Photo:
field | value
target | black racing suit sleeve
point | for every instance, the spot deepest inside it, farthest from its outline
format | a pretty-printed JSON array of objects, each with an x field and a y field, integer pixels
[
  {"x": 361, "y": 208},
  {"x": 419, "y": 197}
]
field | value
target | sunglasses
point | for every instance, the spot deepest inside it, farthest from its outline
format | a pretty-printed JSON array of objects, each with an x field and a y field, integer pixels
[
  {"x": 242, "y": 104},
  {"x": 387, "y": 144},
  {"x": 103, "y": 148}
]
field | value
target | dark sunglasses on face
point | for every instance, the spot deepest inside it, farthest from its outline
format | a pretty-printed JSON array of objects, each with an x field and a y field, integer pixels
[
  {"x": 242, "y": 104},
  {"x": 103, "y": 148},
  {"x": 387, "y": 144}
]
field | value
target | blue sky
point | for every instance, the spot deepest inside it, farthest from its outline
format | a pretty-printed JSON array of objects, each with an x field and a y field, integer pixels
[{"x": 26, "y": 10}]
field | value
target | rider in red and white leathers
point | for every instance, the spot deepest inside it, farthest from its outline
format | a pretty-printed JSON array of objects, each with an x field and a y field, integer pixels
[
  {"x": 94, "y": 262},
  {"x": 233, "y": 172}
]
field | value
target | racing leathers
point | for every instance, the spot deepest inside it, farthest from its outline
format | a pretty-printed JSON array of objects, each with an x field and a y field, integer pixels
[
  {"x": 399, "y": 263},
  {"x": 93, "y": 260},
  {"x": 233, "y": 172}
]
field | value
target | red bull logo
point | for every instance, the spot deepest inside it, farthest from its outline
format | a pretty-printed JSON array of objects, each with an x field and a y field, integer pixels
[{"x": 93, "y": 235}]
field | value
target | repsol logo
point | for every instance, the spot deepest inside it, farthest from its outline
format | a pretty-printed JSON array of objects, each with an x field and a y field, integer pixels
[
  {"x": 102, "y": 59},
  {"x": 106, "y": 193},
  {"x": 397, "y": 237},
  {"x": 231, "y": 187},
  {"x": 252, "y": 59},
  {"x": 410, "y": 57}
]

• [Exercise description] Please transcribe all of the entries precisely.

• [Your solution]
Photo:
field | value
target | black racing suit sleeve
point | for every instance, the spot deepest inside it, farthest from its outline
format | a pretty-printed JSON array of objects, each with an x field and a y field, integer pixels
[
  {"x": 361, "y": 208},
  {"x": 419, "y": 197}
]
field | value
target | sunglasses
point | for every instance, the spot deepest inside it, farthest from its outline
format | a pretty-printed JSON array of objects, each with an x field and a y field, integer pixels
[
  {"x": 242, "y": 104},
  {"x": 387, "y": 144},
  {"x": 103, "y": 148}
]
field | value
target | dark sunglasses on face
point | for every instance, the spot deepest inside it, farthest from its outline
format | a pretty-printed JSON array of objects, each with an x field and a y field, integer pixels
[
  {"x": 242, "y": 104},
  {"x": 103, "y": 148},
  {"x": 387, "y": 144}
]
field | value
target | blue sky
point | for every instance, the spot deepest inside it, farthest from its outline
format | a pretty-printed JSON array of objects, each with an x field and a y field, integer pixels
[{"x": 26, "y": 10}]
field | value
target | rider in red and white leathers
point | for every instance, the spot deepest inside it, farthest from its outline
format | a pretty-printed JSON array of objects, each with an x field and a y field, integer pixels
[
  {"x": 94, "y": 262},
  {"x": 233, "y": 172}
]
field | value
target | racing leathers
point | for every instance, the spot deepest inside it, farthest from its outline
format | a pretty-printed JSON array of objects, each with an x field and a y field, integer pixels
[
  {"x": 399, "y": 263},
  {"x": 93, "y": 260},
  {"x": 233, "y": 172}
]
field | value
target | red bull logo
point | for every instance, the spot deepest inside it, farthest from its outline
format | a pretty-printed JSON array of objects, each with an x field and a y field, integer pixels
[{"x": 93, "y": 235}]
field | value
target | repsol logo
point | for every instance, the spot deepest inside it, farthest from its outline
format | a pretty-printed JSON array of objects, each with an x field and a y field, integer pixels
[
  {"x": 102, "y": 59},
  {"x": 106, "y": 193},
  {"x": 397, "y": 237},
  {"x": 231, "y": 187},
  {"x": 252, "y": 59},
  {"x": 410, "y": 57}
]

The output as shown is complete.